▶ [EXERCISE]: Retype, exactly as they appear below, the lines between the line holding "denim jacket collar" and the line holding "the green tree", both ends included.

▶ [DATA PROVIDED]:
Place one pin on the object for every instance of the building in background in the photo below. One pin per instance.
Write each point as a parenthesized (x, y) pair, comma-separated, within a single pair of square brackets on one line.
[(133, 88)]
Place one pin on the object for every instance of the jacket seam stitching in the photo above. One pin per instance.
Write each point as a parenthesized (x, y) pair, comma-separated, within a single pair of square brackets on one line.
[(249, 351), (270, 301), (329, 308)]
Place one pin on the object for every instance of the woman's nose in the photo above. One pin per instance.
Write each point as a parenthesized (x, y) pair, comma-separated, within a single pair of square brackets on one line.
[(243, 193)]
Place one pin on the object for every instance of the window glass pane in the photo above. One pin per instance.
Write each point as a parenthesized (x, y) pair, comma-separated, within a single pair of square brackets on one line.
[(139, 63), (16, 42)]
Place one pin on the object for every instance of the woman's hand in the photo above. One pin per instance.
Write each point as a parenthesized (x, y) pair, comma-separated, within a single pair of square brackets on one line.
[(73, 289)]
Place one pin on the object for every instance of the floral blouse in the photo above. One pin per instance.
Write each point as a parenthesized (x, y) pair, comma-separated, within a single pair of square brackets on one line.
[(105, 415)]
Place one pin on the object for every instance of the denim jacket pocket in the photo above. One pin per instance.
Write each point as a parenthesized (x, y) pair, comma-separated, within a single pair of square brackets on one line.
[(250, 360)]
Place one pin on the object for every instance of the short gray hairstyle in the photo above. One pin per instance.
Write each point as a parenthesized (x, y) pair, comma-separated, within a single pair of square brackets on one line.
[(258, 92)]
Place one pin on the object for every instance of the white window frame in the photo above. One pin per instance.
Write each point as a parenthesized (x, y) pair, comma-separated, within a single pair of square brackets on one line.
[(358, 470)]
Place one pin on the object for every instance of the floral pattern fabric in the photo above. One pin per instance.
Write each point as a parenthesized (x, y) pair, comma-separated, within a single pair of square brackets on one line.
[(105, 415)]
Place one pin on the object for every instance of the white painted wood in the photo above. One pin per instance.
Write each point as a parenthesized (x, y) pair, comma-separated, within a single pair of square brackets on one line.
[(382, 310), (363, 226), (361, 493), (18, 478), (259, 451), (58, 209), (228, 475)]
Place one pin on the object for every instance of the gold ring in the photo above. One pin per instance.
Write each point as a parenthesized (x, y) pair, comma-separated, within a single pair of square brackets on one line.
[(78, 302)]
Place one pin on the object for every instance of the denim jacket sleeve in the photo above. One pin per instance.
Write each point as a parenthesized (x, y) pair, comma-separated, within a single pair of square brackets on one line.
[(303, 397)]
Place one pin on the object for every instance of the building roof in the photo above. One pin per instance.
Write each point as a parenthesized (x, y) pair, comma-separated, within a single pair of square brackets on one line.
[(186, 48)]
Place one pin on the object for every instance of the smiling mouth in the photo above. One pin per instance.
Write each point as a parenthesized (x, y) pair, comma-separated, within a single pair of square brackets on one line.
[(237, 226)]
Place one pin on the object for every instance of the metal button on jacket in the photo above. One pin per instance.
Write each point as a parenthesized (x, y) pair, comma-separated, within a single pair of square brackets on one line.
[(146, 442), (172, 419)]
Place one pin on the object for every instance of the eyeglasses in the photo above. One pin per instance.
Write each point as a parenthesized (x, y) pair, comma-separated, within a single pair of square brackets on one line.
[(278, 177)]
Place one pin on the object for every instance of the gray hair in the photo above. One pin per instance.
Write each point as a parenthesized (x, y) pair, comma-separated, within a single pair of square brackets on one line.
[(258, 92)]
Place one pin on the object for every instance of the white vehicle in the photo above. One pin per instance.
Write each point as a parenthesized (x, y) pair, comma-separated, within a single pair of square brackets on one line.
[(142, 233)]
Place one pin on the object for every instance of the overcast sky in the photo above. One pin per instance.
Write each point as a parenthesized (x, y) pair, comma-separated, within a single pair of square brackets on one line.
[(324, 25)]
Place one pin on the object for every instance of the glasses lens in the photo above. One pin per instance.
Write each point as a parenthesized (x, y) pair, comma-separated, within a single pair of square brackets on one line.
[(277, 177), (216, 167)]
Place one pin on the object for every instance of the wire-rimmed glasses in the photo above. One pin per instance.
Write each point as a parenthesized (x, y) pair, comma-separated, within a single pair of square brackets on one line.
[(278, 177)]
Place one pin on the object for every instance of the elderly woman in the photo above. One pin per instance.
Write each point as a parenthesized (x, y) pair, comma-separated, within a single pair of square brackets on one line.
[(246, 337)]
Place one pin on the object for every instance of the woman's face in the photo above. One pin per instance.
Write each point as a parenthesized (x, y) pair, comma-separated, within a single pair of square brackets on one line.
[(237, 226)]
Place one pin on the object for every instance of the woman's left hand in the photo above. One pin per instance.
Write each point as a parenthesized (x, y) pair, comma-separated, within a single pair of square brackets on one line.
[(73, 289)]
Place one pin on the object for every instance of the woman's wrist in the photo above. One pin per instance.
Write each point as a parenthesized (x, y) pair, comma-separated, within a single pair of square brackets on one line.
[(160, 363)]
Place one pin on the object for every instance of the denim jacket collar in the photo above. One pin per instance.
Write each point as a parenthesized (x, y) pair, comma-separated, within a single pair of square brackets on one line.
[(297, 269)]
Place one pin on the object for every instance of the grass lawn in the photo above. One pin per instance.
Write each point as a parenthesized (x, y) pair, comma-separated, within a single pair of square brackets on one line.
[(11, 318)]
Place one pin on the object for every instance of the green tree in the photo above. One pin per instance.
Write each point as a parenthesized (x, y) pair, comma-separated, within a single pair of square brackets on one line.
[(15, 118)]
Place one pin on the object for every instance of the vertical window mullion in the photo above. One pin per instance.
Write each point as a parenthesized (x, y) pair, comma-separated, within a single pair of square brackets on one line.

...

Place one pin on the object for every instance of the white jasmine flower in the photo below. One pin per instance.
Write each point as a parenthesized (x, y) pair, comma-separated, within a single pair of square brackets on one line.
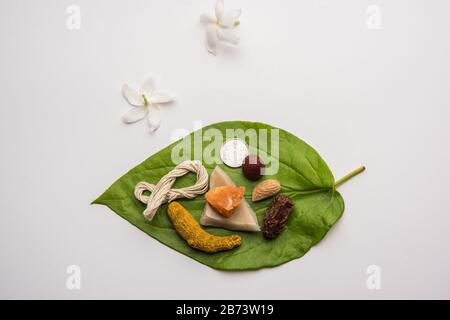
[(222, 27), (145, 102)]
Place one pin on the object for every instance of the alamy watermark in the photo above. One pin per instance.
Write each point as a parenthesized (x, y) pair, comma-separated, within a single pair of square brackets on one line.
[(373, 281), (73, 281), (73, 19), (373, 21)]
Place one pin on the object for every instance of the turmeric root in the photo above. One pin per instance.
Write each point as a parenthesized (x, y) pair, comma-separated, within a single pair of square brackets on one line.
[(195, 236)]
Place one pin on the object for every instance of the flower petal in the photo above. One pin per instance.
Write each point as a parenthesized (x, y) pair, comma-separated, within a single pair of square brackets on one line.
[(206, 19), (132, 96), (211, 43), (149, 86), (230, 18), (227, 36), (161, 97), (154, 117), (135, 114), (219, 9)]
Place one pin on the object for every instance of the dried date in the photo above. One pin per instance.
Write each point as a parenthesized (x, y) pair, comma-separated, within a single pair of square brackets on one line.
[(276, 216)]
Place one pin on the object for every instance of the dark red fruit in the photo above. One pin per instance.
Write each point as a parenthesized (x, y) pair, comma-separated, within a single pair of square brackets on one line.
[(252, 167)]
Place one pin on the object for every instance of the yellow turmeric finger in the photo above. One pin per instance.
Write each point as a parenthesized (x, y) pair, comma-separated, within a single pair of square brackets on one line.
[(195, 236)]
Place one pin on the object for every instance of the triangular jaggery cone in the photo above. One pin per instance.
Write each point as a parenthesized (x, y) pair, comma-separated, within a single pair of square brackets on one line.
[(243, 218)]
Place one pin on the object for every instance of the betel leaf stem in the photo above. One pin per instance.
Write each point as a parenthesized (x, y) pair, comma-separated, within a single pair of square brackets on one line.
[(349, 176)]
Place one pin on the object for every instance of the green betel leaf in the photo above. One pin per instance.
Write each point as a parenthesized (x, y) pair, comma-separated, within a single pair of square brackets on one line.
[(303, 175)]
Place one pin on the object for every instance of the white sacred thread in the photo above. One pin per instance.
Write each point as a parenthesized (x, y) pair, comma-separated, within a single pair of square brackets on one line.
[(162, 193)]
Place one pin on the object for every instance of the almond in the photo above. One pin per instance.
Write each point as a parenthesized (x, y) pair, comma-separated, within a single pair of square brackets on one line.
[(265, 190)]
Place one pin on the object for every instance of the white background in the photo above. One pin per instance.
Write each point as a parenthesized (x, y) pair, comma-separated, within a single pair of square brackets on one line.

...

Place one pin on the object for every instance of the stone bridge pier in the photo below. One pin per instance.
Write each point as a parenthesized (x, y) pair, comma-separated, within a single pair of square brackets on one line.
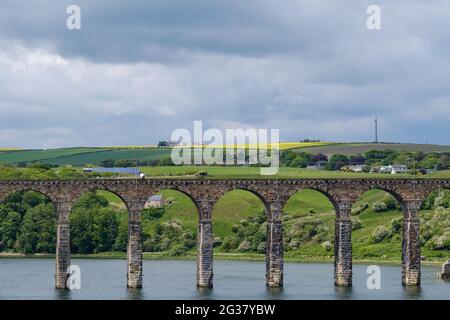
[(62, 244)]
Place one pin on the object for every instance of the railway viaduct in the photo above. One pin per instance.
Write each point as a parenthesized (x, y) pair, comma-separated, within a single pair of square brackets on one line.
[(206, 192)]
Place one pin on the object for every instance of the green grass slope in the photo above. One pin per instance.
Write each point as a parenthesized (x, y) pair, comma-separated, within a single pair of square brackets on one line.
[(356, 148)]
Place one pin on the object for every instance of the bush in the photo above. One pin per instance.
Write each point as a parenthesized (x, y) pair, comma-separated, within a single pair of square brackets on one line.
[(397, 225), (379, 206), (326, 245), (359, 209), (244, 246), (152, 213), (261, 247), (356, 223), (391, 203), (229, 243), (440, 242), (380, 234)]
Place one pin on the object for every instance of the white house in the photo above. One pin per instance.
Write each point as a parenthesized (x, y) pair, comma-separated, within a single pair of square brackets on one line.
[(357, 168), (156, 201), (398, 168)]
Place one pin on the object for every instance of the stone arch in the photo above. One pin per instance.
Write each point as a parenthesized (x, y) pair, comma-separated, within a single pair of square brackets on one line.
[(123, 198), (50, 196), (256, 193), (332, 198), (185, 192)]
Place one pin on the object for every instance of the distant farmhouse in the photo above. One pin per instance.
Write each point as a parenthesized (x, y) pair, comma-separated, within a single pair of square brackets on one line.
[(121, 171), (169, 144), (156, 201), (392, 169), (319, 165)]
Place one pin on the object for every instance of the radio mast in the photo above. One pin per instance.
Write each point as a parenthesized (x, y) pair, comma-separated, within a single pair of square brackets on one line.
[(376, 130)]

▶ [REPLY]:
Place one pin on the object for every instance of the denim jacket collar in the photo above. One pin per instance.
Write each point as a parenthesized (x, y) pair, comma-separated, within a single pair of square brackets on one line.
[(297, 269)]
Place one pin on the object for every instance of the grass lawn in the photo above. One pin per instance.
Write each point as a parenthesized (x, y) pair, comma-separated, within a single pair of square brackets on one line.
[(11, 318)]
Place one pin on the object for every instance of the green tree in the photo above. One pin per instance.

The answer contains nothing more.